### AIM
Turn the lines of the material into a Markdown table with the columns Row and Text, giving each line a row number and leaving out blank lines. Begin at the first line of the material and stop after the line containing "(1007, 713)".

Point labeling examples

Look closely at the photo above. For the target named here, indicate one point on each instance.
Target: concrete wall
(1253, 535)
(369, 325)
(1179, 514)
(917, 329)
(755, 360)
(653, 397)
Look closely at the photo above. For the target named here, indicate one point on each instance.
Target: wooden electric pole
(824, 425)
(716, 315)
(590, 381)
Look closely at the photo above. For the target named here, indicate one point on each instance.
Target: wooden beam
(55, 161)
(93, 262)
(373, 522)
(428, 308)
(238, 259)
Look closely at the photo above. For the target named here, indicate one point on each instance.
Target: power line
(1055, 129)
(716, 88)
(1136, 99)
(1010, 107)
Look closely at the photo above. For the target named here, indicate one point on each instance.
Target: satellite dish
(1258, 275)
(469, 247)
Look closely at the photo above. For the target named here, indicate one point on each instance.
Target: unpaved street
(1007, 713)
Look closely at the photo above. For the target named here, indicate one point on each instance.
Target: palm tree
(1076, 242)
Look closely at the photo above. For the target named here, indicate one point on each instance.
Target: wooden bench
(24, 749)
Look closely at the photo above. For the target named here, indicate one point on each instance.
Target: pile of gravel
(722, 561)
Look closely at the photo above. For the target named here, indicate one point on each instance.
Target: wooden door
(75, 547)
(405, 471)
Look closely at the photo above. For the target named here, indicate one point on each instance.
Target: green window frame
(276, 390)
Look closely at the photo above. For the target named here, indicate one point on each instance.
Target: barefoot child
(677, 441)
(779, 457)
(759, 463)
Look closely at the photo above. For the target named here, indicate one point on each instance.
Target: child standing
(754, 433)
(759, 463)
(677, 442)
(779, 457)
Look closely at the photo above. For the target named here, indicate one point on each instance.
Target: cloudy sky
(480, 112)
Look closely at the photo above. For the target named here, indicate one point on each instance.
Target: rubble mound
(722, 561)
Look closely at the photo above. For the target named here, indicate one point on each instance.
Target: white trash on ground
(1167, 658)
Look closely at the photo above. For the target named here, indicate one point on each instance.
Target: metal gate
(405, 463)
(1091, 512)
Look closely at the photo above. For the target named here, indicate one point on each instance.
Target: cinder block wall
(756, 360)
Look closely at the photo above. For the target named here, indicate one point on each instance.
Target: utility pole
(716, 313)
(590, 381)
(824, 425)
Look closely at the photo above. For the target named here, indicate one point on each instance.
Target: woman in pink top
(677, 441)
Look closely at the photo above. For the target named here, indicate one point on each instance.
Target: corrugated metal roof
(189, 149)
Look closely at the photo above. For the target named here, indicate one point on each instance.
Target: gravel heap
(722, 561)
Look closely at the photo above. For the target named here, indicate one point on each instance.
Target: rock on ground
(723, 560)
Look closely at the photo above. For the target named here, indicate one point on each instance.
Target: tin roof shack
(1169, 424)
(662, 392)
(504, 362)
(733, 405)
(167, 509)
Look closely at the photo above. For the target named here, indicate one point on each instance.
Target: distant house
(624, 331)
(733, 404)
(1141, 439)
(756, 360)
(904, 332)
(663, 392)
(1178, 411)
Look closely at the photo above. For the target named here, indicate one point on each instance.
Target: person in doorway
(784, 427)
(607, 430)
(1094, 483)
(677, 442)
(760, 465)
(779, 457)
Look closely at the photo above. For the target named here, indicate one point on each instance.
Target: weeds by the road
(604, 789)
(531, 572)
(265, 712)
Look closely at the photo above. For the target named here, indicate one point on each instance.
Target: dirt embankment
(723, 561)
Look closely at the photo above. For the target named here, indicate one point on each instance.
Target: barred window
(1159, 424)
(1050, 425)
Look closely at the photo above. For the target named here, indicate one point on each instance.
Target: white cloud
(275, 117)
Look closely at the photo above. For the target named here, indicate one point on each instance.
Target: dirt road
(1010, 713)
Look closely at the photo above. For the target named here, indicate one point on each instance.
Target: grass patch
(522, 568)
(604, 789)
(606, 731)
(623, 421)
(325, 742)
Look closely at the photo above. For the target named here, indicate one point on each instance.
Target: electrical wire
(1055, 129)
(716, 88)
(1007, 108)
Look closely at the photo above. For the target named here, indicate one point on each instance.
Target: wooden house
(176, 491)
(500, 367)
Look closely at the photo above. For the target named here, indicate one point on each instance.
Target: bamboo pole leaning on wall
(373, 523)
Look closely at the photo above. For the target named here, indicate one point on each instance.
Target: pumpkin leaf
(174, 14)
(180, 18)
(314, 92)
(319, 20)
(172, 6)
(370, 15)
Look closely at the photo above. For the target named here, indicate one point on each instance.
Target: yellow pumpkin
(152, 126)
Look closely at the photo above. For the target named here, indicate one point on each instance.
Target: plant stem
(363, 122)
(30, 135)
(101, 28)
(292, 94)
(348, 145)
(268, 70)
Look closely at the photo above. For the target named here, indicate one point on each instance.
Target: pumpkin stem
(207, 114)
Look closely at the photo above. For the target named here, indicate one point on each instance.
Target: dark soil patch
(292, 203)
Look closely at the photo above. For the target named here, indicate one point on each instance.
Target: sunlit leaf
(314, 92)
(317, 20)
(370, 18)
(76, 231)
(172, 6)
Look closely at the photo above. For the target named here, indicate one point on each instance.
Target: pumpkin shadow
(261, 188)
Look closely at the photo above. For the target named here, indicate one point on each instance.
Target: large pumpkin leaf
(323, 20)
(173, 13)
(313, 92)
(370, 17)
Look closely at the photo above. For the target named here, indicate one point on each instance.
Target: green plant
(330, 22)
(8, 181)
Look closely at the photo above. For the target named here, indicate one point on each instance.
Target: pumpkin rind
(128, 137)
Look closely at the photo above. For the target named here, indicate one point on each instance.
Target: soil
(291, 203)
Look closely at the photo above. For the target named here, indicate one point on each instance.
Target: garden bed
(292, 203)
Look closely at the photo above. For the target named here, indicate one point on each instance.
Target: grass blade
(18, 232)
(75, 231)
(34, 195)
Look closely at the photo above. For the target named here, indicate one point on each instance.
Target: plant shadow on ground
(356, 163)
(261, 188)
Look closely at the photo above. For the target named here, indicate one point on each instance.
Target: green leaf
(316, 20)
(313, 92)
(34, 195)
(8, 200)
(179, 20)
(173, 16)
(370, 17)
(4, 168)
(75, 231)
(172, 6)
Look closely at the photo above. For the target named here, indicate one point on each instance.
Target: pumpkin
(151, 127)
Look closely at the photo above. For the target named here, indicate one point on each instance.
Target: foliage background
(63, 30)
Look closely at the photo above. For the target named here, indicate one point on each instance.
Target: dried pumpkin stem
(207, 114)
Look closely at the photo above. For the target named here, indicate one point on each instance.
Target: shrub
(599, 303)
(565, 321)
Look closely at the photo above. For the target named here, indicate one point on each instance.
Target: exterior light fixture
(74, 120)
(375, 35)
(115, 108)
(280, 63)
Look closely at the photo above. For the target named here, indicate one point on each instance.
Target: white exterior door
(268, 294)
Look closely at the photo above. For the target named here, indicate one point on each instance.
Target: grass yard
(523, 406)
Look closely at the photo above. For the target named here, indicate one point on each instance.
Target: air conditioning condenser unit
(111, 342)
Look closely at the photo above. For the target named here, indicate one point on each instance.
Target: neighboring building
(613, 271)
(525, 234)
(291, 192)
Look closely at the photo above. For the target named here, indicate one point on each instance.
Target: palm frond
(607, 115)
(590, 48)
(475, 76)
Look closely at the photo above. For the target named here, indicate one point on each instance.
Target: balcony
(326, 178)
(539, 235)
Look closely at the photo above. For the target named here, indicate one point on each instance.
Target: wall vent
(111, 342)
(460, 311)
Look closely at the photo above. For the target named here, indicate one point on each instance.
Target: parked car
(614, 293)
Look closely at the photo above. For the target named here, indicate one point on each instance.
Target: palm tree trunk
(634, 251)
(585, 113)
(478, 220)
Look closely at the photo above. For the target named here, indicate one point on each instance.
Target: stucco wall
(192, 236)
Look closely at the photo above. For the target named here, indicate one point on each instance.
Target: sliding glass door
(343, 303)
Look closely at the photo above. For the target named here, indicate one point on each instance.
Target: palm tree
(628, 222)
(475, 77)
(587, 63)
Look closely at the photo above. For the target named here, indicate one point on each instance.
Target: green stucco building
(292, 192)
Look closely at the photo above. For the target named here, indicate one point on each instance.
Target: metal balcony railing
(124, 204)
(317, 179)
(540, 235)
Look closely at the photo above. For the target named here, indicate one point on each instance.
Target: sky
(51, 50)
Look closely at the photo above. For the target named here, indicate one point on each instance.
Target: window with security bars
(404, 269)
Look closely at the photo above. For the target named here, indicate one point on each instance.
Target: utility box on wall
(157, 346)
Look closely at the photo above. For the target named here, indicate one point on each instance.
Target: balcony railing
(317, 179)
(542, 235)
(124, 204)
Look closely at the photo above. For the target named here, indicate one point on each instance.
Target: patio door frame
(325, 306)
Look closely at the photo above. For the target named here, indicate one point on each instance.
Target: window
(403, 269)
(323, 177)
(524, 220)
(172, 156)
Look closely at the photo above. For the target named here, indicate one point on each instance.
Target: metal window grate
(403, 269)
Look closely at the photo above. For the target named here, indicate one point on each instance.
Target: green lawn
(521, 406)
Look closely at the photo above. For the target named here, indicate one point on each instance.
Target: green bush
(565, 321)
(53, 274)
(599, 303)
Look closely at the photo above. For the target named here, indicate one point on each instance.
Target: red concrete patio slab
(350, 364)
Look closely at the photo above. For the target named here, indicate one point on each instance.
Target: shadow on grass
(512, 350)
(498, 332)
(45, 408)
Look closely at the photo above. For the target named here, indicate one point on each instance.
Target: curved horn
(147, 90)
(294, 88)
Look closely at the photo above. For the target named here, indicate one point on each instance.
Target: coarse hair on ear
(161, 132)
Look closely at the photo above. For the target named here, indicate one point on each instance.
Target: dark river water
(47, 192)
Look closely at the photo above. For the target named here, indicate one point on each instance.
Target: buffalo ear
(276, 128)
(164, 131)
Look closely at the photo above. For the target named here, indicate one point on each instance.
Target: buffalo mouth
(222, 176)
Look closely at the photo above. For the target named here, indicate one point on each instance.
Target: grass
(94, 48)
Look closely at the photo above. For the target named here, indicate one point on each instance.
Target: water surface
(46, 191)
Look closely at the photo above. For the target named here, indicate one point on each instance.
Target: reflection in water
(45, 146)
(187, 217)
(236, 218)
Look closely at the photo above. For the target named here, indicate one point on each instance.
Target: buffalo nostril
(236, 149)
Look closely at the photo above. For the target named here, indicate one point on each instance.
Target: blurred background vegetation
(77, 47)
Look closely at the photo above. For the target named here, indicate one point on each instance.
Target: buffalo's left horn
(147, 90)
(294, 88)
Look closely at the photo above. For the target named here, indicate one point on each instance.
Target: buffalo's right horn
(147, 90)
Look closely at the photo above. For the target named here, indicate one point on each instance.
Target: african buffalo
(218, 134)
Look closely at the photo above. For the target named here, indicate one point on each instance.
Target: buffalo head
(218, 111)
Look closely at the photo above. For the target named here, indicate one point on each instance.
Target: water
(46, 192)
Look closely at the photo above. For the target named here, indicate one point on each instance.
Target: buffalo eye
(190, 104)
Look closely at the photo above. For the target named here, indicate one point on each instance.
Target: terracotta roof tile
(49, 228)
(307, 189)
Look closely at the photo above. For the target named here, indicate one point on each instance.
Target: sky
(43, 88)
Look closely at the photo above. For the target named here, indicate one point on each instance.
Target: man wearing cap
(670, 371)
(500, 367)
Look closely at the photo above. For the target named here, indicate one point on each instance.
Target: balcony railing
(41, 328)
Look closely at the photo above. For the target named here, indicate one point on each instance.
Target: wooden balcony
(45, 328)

### TASK ANSWER
| Row | Text |
|---|---|
| 1 | Look closely at the photo above. For the target named here, indicate one point on each instance. |
| 2 | Target: concrete wall |
| 3 | (1253, 535) |
| 4 | (369, 325) |
| 5 | (1179, 514) |
| 6 | (917, 329) |
| 7 | (755, 360) |
| 8 | (653, 397) |
| 9 | Look closely at the photo above. For the target named here, indicate one point on each instance. |
| 10 | Target: wooden electric pole |
| 11 | (824, 425) |
| 12 | (716, 315) |
| 13 | (590, 381) |
| 14 | Look closely at the photo above. For the target named here, indicate one point on each instance. |
| 15 | Target: wooden beam |
| 16 | (55, 161) |
| 17 | (93, 262) |
| 18 | (373, 522) |
| 19 | (428, 308) |
| 20 | (238, 259) |
| 21 | Look closely at the photo above. For the target named here, indicate one point on each instance. |
| 22 | Target: power line |
| 23 | (1055, 129) |
| 24 | (716, 88) |
| 25 | (1136, 99) |
| 26 | (1010, 107) |
| 27 | Look closely at the photo above. For the target named here, indicate one point on each instance. |
| 28 | Target: satellite dish |
| 29 | (1258, 275) |
| 30 | (469, 247) |
| 31 | Look closely at the photo above. For the target named here, indicate one point on each instance. |
| 32 | Target: unpaved street |
| 33 | (1007, 713) |